House Panel Approves Dodd-Frank Extension

The House Agriculture Committee approved H.R. 1573, “Extending the Deadline for Implementation of Title VII of Dodd-Frank,” on a straight party-line vote. The legislation would extend the July ’11 deadline for implementing Title VII by 18 months.

The legislation maintains the existing deadline for defining the key terms of derivatives regulations for end-users; requires additional forums for public input; and retains the existing timelines for reporting over-the-counter contracts, which will allow regulators to develop rules based on hard data instead of estimates.

According to Committee Chairman Lucas (R-OK), “(t)his bill does not repeal or modify the provisions of Title VII. It is a first step at improving the process to ensure the federal government is being responsive to the public and is held accountable for safeguarding the economy against unworkable or unnecessary regulation.”

General Farm Commodities Subcommittee Chairman Conaway (R-TX) said, “(i)n order to retain both confidence and a competitive edge in our financial marketplace a rational sequencing and implementation of rules as it relates to Dodd-Frank is not only justified, but vital. The legislation passed (May 5) by the Committee would encourage prudent behavior while allowing the CFTC and others sufficient time to move forward with the staggering workload handed to them by Congress last year.”

Following the Committee’s action, Ranking Member Peterson (D-MN) said,“The CFTC is taking the time to do this right. They have testified before the Committee on plans to review and address concerns expressed in public comments, garner additional input through public hearings and roundtables and extend comment periods as new information and new rule proposals come to light. Extending the law’s implementation would only add uncertainty to the rule-making process.”

The House Financial Services Committee is expected to consider H.R. 1573 as early as the week of May 9. A list of the bill’s co-sponsors and Chairman Lucas’ and Ranking Member Peterson’s opening statements are available at the NCC’s home page, www.cotton.org.

 
’11 Classing Fee Announced

USDA’s Agricultural Marketing Service (AMS) will maintain user fees for cotton producers for ’11 crop cotton classification services under the Cotton Statistics and Estimates Act at $2.20 per bale – the same level as in ’10. AMS also will continue a $.05 per bale discount for consolidated billing.

According to the announcement, this fee and the existing reserve are sufficient to cover the costs of providing classification services for the ’11 crop, including costs for administration and supervision.

> DIRECTIONS:
• a. Answer these from the news excerpt:
(i) By how many months would H.R. 1573 extend the deadline for implementing Title VII?
(ii) Which committee is expected to consider H.R. 1573 as early as the week of May 9?
(iii) What per-bale user fee will AMS charge for ’11 crop cotton classification services?
• b. Does the news excerpt support each statement? Answer yes or no, quoting the words that decide it.
(i) The House Agriculture Committee approved H.R. 1573 on a party-line vote.
(ii) Chairman Lucas said the bill repeals provisions of Title VII.
(iii) AMS will drop its discount for consolidated billing.
• c. How would you render this sentence from the news excerpt in Spanish: "According to the announcement, this fee and the existing reserve are sufficient to cover the costs of providing classification services for the ’11 crop, including costs for administration and supervision."

> GIVEN RECORDS:

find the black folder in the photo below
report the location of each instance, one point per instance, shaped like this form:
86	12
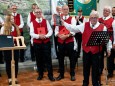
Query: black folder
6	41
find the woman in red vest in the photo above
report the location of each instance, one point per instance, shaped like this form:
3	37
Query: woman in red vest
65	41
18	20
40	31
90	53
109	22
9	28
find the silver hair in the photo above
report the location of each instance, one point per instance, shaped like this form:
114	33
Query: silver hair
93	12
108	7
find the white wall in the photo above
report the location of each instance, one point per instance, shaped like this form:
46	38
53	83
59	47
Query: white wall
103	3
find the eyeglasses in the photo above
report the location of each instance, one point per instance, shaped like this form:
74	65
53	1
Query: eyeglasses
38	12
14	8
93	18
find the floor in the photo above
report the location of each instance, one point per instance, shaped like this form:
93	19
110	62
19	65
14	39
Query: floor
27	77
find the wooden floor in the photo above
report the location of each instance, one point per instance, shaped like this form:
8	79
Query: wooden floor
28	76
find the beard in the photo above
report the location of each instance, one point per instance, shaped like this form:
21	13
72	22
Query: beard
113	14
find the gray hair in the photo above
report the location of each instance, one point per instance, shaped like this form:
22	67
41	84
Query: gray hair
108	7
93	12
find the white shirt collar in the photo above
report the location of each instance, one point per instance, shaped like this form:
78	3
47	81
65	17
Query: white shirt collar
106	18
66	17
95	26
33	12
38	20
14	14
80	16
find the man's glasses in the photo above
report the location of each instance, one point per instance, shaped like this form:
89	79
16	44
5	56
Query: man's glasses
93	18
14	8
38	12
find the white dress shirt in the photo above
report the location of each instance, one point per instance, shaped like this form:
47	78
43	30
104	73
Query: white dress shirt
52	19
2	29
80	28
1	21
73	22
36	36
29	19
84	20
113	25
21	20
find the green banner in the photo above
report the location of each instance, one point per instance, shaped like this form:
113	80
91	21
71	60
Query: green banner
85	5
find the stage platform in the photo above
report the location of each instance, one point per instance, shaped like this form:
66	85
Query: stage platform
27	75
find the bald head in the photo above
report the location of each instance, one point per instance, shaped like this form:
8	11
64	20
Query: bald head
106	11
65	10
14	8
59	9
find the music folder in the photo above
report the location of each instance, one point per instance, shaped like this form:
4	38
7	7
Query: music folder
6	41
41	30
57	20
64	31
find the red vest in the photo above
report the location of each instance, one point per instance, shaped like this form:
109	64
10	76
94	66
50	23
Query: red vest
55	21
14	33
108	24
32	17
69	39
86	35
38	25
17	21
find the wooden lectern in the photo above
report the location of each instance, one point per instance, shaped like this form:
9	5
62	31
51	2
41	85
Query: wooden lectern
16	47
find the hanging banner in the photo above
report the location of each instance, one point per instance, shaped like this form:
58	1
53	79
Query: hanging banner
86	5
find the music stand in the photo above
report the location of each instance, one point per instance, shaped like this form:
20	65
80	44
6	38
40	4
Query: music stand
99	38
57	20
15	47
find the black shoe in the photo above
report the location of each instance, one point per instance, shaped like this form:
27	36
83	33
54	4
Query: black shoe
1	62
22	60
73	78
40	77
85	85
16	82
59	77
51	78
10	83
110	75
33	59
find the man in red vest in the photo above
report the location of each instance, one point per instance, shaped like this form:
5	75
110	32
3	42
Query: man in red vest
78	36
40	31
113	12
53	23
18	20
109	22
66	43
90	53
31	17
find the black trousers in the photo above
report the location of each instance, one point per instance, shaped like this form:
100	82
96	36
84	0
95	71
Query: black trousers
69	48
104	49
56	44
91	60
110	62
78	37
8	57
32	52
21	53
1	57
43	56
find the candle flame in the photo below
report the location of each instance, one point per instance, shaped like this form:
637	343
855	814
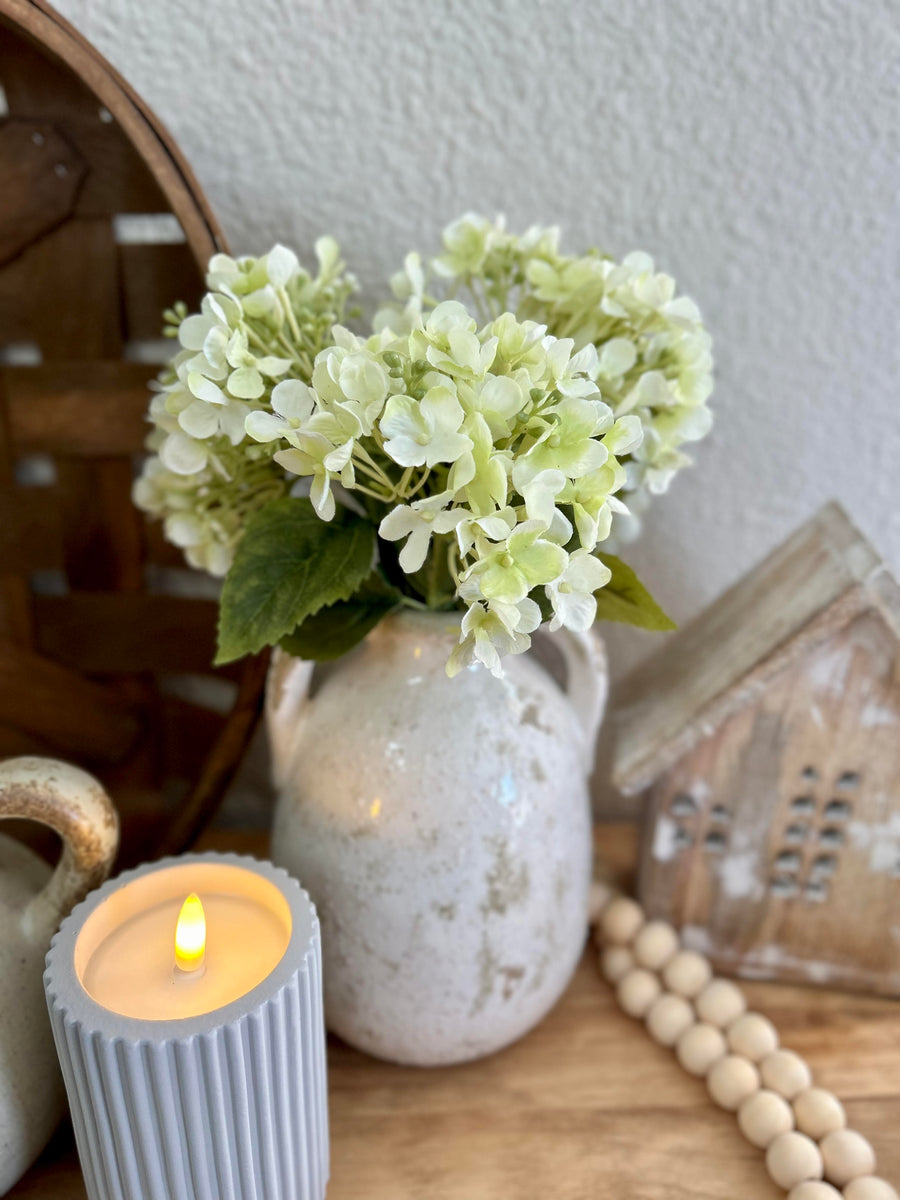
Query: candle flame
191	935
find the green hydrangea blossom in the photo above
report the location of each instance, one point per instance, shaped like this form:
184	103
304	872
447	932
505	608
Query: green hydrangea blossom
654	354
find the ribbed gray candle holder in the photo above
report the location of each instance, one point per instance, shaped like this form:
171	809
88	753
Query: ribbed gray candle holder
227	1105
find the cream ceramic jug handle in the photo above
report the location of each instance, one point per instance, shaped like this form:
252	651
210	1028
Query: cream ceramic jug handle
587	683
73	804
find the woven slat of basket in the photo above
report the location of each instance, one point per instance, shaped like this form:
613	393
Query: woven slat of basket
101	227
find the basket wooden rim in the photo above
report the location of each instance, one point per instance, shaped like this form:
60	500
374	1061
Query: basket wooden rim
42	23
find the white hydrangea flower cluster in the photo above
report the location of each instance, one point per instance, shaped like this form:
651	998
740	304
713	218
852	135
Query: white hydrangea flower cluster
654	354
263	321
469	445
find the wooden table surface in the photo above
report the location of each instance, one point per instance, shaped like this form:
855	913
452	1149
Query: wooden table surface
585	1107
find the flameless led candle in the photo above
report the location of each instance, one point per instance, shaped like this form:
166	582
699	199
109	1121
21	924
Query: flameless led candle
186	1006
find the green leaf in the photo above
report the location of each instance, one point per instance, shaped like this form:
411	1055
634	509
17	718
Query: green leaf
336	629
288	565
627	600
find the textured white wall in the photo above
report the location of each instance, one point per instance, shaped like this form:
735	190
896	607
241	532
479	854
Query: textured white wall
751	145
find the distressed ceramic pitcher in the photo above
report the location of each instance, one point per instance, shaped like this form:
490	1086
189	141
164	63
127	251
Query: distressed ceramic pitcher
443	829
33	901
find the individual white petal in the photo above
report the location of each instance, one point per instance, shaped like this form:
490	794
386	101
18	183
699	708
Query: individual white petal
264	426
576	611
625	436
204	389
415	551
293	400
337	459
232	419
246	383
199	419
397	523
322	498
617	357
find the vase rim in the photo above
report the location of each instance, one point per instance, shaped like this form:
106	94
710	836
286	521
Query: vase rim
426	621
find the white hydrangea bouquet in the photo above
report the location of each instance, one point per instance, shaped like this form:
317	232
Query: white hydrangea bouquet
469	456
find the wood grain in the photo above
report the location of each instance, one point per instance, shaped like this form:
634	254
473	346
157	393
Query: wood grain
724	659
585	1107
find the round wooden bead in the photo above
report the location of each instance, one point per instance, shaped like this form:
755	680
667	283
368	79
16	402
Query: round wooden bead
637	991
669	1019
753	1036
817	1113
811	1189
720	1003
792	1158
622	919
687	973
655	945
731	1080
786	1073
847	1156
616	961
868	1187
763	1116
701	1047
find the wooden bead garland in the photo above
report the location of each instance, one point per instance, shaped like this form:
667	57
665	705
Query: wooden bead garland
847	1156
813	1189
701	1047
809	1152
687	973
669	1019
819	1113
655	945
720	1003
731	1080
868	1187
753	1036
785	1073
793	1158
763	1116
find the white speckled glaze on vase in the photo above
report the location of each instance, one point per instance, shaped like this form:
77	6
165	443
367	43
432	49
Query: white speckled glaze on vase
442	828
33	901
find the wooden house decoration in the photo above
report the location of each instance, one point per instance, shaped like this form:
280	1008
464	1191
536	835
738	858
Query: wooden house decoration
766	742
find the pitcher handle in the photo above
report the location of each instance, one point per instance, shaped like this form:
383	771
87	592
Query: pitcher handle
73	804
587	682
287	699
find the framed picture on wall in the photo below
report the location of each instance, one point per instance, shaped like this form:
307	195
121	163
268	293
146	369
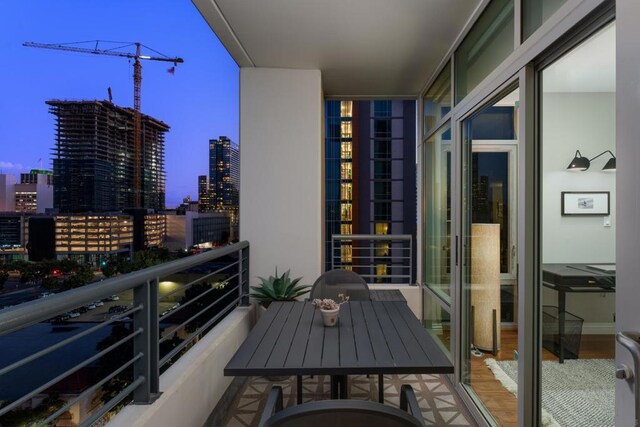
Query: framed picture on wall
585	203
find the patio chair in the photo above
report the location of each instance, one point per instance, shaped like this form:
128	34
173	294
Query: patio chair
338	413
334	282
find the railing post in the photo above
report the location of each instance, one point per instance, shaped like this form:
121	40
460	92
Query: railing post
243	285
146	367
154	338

> ANSWERS TO THE PROBLEMS:
• a.
(i) 18 months
(ii) The House Financial Services Committee
(iii) $2.20 per bale

• b.
(i) Yes: "on a straight party-line vote"
(ii) No: "does not repeal or modify the provisions of Title VII"
(iii) No: "AMS also will continue a $.05 per bale discount for consolidated billing"

• c. Según el anuncio, esta tarifa y la reserva existente son suficientes para cubrir los costos de prestar los servicios de clasificación para la cosecha de ’11, incluidos los costos de administración y supervisión.